◆ PROVIDED PASSAGE
Course Announcement: "Statistics of Inequality and Discrimination" (36-313)
Attention
conservation notice: Advertisement for a course you won't take, at a university you don't attend.  Even if the subject is of some tangential interest, why not check back in a few months to see if the teacher has managed to get himself canceled, and/or produced anything worthwhile?
In the fall I will, again, be teaching something new:
36-313, Statistics of Inequality and Discrimination
9 units
Time and place: Tuesdays and Thursdays, 1:25 -- 2:45 pm, location TBA
Description: Many social questions about inequality, injustice and unfairness are, in part, questions about evidence, data, and statistics. This class lays out the statistical methods which let us answer questions like Does this employer discriminate against members of that group?, Is this standardized test biased against that group?, Is this decision-making algorithm biased, and what does that even mean? and Did this policy which was supposed to reduce this inequality actually help? We will also look at inequality within groups, and at different ideas about how to explain inequalities between groups. The class will interweave discussion of concrete social issues with the relevant statistical concepts.
Prerequisites: 36-202 ("Methods for Statistics and Data Science") (and so also 36-200, "Reasoning with Data")
This is a class I've been wanting to teach for some years now, and I'm very
happy to finally get the chance to feel my well-intentioned but
laughably inadequate efforts crushed beneath massive and justified opprobrium
evoked from all sides bore and perplex some undergrads who
thought they were going to learn something interesting in stats. class for a
change try it out.
Tentative topic schedule
About one week per.
-  "Recall": Reminders about probability and statistics: populations, distribution
within a population, distribution functions, joint and conditional probability;
samples and inference from samples.  Reminders (?) about social concepts:
ascriptive and attained social categories; status, class, race, caste, sex,
gender, income, wealth.
 - Income and wealth inequality:  What does the distribution of income
  and wealth look like within a population?  How do we describe population
  distributions, especially when there is an extreme range of values (a big
  difference between the rich and poor)?  Where does the idea of "the 1%"
  wealthy elite come from? How has income inequality changed over recent
  decades?
Statistical tools: measures of central tendency (median, mode, mean),
    of dispersion, and of skew; the concept of "heavy tails" (the largest
    values being orders of magnitude larger than typical values); log-normal
    and power law distributions; fitting distributions to existing data;
    positive feedback, multiplicative growth and "cumulative advantage" processes.
 -  Income disparities: How does income (and wealth) differ across groups?  How do we compare average or typical values?  How do we compare entire
distributions?  How have income inequalities by race and sex changed over recent decades?
Statistical tools: permutation tests for differences in mean (and other
    measures of the average); two-sample tests for differences in distribution;
    inverting tests to find the range of differences compatible with the data;
    the "analysis of variance" method of comparing populations;
    the "relative distribution" method of comparing populations
 -  Detecting discrimination in hiring: Do employers discriminate in
  hiring (or schools in admission, etc.)?  How can we tell? When are
  differences in hiring rates evidence for discrimination? How do statistical
  perspectives on this question line up with legal criteria for "disparate
  treatment" and "disparate impact"?

◆ EXERCISE DIRECTIONS
Write out the course announcement word for word, starting with "This is a class" and going on through "gender, income, wealth.". Work only from the course announcement.

(Contour labeling data)
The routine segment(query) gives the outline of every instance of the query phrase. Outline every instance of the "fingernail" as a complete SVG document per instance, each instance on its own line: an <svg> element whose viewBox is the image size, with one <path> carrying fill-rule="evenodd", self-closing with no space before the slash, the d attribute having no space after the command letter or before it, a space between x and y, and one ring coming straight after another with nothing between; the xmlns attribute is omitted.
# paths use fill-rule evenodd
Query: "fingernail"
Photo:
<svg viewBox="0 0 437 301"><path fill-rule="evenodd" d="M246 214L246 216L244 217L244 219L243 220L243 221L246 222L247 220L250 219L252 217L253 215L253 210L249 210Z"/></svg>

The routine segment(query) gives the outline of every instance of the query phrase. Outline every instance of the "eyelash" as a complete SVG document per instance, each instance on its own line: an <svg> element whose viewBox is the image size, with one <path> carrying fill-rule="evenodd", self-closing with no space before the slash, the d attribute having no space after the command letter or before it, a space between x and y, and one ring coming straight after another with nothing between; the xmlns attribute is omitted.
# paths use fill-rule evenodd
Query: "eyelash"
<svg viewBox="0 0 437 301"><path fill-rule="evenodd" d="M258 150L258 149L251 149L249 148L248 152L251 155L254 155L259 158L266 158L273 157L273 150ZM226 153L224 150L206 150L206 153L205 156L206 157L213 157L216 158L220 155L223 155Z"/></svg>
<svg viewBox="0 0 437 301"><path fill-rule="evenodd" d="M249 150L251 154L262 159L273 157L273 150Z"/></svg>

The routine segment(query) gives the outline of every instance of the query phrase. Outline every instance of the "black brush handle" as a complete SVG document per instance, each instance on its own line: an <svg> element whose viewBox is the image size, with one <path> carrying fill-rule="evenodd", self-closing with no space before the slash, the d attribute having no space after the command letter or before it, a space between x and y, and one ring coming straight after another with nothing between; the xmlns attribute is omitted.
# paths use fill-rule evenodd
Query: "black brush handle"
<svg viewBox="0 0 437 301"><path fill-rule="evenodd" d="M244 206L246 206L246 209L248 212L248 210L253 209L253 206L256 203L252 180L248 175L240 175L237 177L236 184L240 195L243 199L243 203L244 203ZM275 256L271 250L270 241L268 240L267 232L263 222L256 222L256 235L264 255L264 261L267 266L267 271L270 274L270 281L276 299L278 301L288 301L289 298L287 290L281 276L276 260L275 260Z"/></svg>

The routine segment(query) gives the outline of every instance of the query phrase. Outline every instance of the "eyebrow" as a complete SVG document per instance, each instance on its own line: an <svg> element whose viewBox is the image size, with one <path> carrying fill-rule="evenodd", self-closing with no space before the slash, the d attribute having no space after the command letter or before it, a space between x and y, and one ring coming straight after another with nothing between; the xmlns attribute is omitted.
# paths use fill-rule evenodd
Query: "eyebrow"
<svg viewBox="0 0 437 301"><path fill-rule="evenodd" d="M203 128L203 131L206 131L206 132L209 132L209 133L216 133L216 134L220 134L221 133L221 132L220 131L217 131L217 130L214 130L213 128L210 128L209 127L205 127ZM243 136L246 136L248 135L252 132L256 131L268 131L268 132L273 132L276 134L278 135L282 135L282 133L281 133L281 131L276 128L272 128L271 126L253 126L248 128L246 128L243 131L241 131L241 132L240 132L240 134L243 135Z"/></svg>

◆ RESULT
This is a class I've been wanting to teach for some years now, and I'm very
happy to finally get the chance to feel my well-intentioned but
laughably inadequate efforts crushed beneath massive and justified opprobrium
evoked from all sides bore and perplex some undergrads who
thought they were going to learn something interesting in stats. class for a
change try it out.
Tentative topic schedule
About one week per.
-  "Recall": Reminders about probability and statistics: populations, distribution
within a population, distribution functions, joint and conditional probability;
samples and inference from samples.  Reminders (?) about social concepts:
ascriptive and attained social categories; status, class, race, caste, sex,
gender, income, wealth.